(WHAT YOU NEED TO DO): Copy the records below, switching every "each an entry like" to "each formatted like" and leaving everything else the same.

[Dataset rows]
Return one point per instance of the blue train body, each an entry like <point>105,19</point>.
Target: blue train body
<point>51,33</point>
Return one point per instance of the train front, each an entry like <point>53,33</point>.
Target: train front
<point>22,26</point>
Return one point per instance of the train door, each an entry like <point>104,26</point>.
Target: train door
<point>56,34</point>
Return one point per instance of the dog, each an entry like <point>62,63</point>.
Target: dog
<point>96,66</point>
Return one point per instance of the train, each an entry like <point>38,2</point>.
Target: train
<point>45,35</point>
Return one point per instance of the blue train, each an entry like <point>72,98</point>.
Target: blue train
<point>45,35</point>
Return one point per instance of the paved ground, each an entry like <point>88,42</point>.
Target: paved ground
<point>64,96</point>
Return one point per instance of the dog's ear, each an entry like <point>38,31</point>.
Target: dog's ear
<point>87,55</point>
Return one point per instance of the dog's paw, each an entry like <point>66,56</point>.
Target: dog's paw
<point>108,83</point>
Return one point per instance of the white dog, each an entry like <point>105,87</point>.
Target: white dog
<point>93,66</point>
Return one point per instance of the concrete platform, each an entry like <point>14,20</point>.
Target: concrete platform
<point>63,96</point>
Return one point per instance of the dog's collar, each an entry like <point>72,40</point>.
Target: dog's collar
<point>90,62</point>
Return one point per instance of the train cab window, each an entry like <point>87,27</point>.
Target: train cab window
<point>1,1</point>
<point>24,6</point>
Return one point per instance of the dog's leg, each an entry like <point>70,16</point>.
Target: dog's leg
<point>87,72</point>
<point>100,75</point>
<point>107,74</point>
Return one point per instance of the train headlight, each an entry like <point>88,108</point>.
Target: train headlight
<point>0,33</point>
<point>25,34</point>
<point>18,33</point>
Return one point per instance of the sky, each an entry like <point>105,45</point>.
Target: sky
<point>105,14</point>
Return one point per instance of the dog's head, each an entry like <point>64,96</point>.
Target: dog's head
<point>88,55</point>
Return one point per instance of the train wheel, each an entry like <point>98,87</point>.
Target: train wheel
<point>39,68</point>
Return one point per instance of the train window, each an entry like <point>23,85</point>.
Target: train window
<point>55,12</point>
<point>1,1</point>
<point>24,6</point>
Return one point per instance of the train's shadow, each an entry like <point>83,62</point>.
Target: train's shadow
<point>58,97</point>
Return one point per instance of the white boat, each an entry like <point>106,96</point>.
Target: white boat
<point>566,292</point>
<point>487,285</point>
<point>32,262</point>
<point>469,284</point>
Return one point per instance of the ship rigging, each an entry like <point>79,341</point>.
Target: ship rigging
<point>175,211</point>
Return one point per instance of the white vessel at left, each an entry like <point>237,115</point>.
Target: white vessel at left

(CORRECT RESULT):
Return one point per instance of the blue train body, each formatted like <point>105,19</point>.
Target: blue train body
<point>51,33</point>
Return one point per instance of the train front, each formatted like <point>53,33</point>.
Target: train front
<point>22,26</point>
Return one point per instance of the train door, each formatted like <point>104,26</point>.
Target: train door
<point>56,34</point>
Return one point per instance of the dog, each formatted like <point>62,63</point>.
Target: dog
<point>96,66</point>
Return one point per instance of the train, each formatted like <point>38,2</point>.
Target: train
<point>45,35</point>
Return one point per instance of the blue train, each formatted like <point>72,98</point>.
Target: blue train
<point>45,35</point>
Return one point per instance of the paved ground, each formatted like <point>88,42</point>.
Target: paved ground
<point>64,96</point>
Return one point per instance of the dog's ear, each formatted like <point>38,31</point>.
Target: dog's ear
<point>87,55</point>
Return one point per instance of the dog's paw, each formatted like <point>66,56</point>.
Target: dog's paw
<point>108,83</point>
Return one point per instance of the white dog, each formatted like <point>105,87</point>.
Target: white dog
<point>93,66</point>
Return one point per instance of the concrete platform, each formatted like <point>14,20</point>.
Target: concrete platform
<point>63,96</point>
Return one point per instance of the dog's collar, each formatted like <point>72,40</point>.
Target: dog's collar
<point>90,62</point>
Return one point per instance of the train cab window, each formatted like <point>87,27</point>.
Target: train cab window
<point>1,1</point>
<point>24,6</point>
Return one point per instance of the dog's leg, each formatted like <point>70,16</point>.
Target: dog's leg
<point>87,72</point>
<point>100,75</point>
<point>107,74</point>
Return one point per instance of the train headlight, each formatted like <point>88,108</point>.
Target: train headlight
<point>0,33</point>
<point>25,34</point>
<point>18,33</point>
Return one point per instance of the sky, each formatted like <point>105,45</point>.
Target: sky
<point>105,14</point>
Return one point per instance of the dog's head, each formatted like <point>64,96</point>.
Target: dog's head
<point>88,55</point>
Return one point per instance of the train wheel, each formatted like <point>98,87</point>.
Target: train wheel
<point>39,68</point>
Return one point per instance of the train window, each formatted like <point>23,85</point>.
Target: train window
<point>55,12</point>
<point>1,1</point>
<point>24,6</point>
Return one point per instance of the train's shadow, each formatted like <point>83,62</point>.
Target: train's shadow
<point>58,97</point>
Return one point per instance of the white boat, each formatted like <point>106,96</point>.
Target: white boat
<point>566,292</point>
<point>487,285</point>
<point>32,262</point>
<point>469,284</point>
Return one point per instance of the ship rigging, each formatted like <point>79,341</point>.
Target: ship rigging
<point>175,211</point>
Return one point per instance of the white vessel at left, each formatted like <point>237,115</point>.
Target: white vessel at left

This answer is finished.